Objectif visé
Quelles lignes ci-dessous contiennent la chaîne "gray" ? Extrayez-les toutes, en respectant la casse.
════════════════
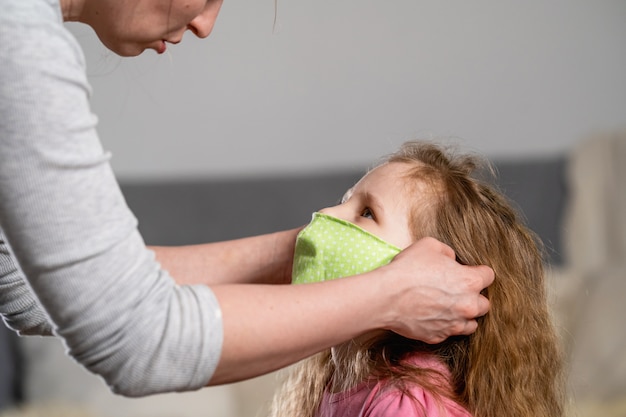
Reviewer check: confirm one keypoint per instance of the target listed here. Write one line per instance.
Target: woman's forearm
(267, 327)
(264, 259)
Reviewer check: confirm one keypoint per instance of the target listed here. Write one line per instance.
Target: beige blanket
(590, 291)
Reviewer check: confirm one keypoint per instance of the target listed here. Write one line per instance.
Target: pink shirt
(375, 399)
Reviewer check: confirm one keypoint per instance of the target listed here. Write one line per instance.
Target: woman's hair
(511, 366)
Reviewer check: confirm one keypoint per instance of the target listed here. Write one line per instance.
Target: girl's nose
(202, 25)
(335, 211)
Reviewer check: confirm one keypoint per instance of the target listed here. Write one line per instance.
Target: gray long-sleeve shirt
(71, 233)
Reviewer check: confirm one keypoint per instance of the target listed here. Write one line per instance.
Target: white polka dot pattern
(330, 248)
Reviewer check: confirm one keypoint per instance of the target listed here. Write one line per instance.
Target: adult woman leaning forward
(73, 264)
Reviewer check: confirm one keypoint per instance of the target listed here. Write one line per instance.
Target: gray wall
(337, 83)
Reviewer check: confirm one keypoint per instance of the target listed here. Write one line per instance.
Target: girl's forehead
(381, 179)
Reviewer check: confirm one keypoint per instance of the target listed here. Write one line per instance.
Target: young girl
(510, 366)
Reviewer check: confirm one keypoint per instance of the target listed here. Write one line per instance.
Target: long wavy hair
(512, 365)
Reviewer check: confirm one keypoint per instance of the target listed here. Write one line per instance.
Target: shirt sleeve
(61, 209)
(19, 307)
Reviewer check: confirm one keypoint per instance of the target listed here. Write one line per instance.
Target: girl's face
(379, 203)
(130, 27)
════════════════
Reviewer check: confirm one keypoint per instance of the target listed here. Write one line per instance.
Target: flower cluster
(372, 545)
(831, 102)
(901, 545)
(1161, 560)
════════════════
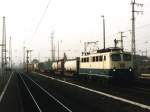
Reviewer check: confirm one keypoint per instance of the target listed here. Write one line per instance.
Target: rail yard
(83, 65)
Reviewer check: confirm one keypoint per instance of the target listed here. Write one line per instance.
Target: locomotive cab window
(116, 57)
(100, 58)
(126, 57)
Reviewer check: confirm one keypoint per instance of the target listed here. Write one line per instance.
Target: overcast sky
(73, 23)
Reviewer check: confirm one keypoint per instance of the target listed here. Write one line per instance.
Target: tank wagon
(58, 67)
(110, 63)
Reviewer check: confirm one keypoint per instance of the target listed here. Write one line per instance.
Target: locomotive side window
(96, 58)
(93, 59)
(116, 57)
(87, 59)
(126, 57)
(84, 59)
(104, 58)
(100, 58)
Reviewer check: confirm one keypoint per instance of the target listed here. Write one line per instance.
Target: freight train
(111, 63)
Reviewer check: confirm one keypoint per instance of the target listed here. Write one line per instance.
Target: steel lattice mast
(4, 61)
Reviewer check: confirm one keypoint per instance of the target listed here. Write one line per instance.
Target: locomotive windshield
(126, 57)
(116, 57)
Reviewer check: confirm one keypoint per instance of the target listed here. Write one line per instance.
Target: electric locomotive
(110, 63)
════════════════
Résultat final
Target: gray long-sleeve shirt
Target: gray wall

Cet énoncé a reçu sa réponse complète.